▶ [Exercise goal] Rewrite the records from the line containing "Reviewer note: check that each instance of the white toilet" through the end of the records, swapping "orange wall" for "painted wall" and leaving everything else unchanged.

▶ [Stored records]
## Begin

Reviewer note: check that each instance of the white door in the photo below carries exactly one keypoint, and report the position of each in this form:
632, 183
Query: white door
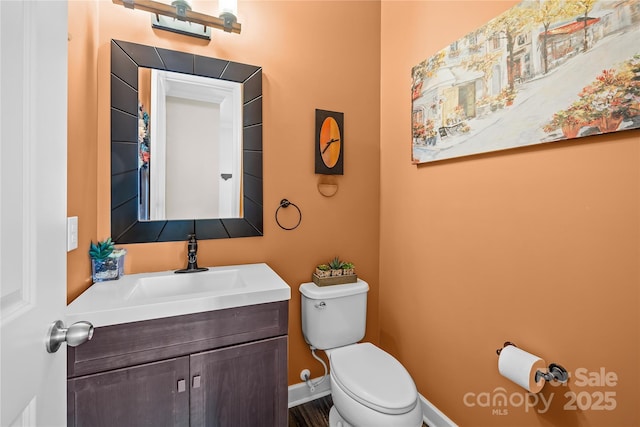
33, 199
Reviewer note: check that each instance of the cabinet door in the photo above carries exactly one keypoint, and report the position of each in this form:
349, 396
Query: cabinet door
243, 385
154, 394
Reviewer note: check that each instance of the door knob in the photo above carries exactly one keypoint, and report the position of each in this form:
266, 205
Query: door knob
74, 335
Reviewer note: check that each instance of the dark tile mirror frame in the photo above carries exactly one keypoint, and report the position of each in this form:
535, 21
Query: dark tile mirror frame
126, 57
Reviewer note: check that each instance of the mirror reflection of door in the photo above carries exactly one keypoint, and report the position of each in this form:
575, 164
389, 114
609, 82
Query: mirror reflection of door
190, 149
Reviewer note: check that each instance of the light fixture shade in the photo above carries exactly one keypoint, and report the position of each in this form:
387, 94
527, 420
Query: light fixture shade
228, 6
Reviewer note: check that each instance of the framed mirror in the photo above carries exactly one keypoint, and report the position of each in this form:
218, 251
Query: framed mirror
129, 190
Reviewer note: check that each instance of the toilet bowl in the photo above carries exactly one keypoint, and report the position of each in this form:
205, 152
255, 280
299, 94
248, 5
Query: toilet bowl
369, 387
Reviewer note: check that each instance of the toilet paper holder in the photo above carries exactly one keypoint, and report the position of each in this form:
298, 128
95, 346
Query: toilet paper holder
555, 371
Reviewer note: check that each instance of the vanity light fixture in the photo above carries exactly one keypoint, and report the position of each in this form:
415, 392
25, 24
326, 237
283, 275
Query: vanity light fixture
178, 17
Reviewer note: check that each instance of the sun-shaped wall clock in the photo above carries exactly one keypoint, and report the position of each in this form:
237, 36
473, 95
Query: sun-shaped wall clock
329, 143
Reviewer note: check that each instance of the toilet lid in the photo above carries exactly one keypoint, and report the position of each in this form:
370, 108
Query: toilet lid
374, 378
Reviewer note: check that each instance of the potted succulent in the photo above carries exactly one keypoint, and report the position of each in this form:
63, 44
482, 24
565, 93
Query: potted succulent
335, 272
323, 270
336, 267
347, 268
104, 266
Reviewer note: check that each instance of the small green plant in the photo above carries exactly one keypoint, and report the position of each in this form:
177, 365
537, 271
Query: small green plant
335, 264
101, 250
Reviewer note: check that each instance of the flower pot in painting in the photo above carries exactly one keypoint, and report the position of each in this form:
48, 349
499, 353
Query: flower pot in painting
571, 130
609, 124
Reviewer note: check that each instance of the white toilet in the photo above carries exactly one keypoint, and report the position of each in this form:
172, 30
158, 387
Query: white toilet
369, 387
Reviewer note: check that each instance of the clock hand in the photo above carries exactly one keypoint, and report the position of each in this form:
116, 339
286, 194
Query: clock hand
329, 143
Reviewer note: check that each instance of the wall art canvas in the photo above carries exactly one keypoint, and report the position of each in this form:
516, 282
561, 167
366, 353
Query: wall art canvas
543, 71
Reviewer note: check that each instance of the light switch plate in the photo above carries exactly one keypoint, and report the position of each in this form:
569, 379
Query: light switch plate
72, 233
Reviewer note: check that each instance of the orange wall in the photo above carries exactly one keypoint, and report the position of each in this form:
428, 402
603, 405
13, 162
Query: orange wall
314, 54
539, 246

## End

▶ [Reply]
Reviewer note: check that each instance of the white toilet in the photo above carries exactly one keypoint, and report the position of each in this form:
172, 30
158, 387
Query: white toilet
369, 387
Reviewer note: check that each instance of the clock hand in the photo above carries exactly one keypoint, and report the position of each in this form:
116, 339
286, 194
Query: clock hand
329, 143
Reviewer note: check that each instance of the wall art canvas in the photo above carries exactly one keypoint, and report the position of each in this form:
516, 282
561, 167
366, 353
Query: wall art canvas
543, 71
Reviewer note: check that each instance of the light switch plate in the photo above carries exactly one keypoint, and report the position of each in this form:
569, 379
Query: light switch plate
72, 233
Reviewer note: check that each instance of the painted wall in the photo above carries exactly one keypoint, and report the position of each in this form:
428, 402
603, 405
13, 162
Query: painted wall
314, 54
539, 246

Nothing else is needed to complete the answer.